▶ **EXCERPTED PASSAGE**:
◇ ◇ ◇ ◇
There are different types of APIs, differing in their architectural structure and usage (for more information, see this blog). The two major types are:

SOAP APIs

SOAP stands for Simple Object Access Protocol and is a type of API that is usually associated with enterprises. SOAP APIs have

Strict security requirements and regulations (stricter contract-based usage)
Therefore, better fit for systems that send and receive highly sensitive data, i.e. financial and healthcare information
Mostly designed around actions

REST APIs

REST is an acronym for REpresentational State Transfer and is an API architecture designed for access to web services (whose structure can change often).

The REST architecture ensures consistent access based on some priciples:

Statelessness: the client (user) provides all necessary details so that the server does not have to care about the clients state
Consistent interface: ensures consistent and simple interactions using common HTTP methods like GET or POST
Standard media type support: provide resources in standard data formats like i.e. JSON
Separation of concerns: ensures that client (user) and server are completely de-coupled and can evolve independently from each other
Layered architecture: so that the system can be modular and maintainable

REST APIs are typically used for public APIs and are ideal for fetching data from the Web. They are much lighter and closer to the HTTP specification than SOAP. REST APIs are what we are usually interested in.

Why to use an API?

Maybe you are wondering “Why the hell should I care about APIs if I can also download a csv-file or scrape a website?”

Well, there are several reasons:

APIs provide a standardised way to access the data. In order to retreive the data, you don’t have to know or understand the internal structure of how the data is stored, but just the command (sytax) on how to communicate, what you want to get. If you are webscraping a page, for example, you have to know the structure to specifically define the html-elements, you want to retreive. Image the website being updated or resturctured. Now, your code won’t run again, because the html-structure changed. With an API, you have an interface between the actual data and yourself, the user, which ensures that the data access remains consistent, even if the websites layout or database layout changes.

You want to retrieve only small pieces if data. When downloading csv-files, you usually get the whole data and then need to filter for i.e. users or dates you are actually interested in. With APIs you can immediately define, which data you need (in i.e. terms of users, YouTube channels or time frames) and only collect this data.

Less repeated computation. You can use services and functions, someone else already programmed and do not have to do everything yourself.

APIs therefore provide a standardized way of accessing the data and enable fast and efficient exchange, indepenadent of whether the websites layout or data base structure changes of not.

Retrieving data from an API

In the same way as with webscraping we also have to make requests to an API in order to get a response.

1. The first step is to request a URL.
- APIs have (multiple) so called endpoints. These are different endings (suffixes) to the same base URL and provide access to different parts and pieces of information. For example with the YouTube API you have endpoints for channels, for videos, for comments for playlists etc. This way, you can clearly specify, which exact information you need to retreive.
◇ ◇ ◇ ◇
▶ **PROVIDED MATERIAL**:
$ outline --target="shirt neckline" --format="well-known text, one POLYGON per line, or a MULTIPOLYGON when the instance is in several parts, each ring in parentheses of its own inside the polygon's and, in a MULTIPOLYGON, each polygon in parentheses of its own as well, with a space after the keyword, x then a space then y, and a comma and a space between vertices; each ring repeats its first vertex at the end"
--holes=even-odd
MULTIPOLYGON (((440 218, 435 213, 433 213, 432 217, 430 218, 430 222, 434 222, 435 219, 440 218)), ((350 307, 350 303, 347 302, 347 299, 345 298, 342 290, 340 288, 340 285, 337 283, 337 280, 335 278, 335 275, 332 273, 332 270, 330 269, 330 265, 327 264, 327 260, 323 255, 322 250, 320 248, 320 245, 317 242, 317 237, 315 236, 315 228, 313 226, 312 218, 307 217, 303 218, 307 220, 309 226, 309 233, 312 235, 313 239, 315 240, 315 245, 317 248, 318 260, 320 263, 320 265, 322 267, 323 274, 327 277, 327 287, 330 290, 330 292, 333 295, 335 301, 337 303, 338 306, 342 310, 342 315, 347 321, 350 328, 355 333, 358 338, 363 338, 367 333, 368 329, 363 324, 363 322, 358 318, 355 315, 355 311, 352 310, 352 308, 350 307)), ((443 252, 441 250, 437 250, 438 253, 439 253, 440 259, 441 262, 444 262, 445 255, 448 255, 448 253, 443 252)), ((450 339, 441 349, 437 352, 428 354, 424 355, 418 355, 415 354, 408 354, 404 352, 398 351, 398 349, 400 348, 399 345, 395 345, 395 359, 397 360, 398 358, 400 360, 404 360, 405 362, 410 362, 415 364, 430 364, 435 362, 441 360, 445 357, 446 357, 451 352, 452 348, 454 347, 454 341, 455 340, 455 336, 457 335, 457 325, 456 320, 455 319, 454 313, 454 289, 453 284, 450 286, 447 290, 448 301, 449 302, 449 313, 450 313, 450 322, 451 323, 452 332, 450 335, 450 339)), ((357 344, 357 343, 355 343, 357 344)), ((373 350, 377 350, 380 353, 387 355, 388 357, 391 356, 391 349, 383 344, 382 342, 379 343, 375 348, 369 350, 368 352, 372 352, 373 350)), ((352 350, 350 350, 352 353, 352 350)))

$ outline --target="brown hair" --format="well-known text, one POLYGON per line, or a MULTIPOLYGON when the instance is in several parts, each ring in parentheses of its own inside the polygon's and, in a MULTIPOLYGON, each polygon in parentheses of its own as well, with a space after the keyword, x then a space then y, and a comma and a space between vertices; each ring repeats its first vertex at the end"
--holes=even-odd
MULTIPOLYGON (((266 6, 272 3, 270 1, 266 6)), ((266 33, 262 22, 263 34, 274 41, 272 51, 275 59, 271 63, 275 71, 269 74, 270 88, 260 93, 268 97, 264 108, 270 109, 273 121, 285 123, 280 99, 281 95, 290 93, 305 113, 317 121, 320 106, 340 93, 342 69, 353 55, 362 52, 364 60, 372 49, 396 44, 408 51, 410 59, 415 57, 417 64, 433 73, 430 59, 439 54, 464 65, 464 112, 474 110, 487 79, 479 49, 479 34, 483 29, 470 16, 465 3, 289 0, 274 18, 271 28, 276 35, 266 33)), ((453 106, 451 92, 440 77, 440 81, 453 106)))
◇ ◇ ◇ ◇
Write out the stretch of the API overview from "There are different" through "(stricter contract-based usage)", replacing "enterprises" with "large companies". The rows were taken from a separate source.

There are different types of APIs, differing in their architectural structure and usage (for more information, see this blog). The two major types are:

SOAP APIs

SOAP stands for Simple Object Access Protocol and is a type of API that is usually associated with large companies. SOAP APIs have

Strict security requirements and regulations (stricter contract-based usage)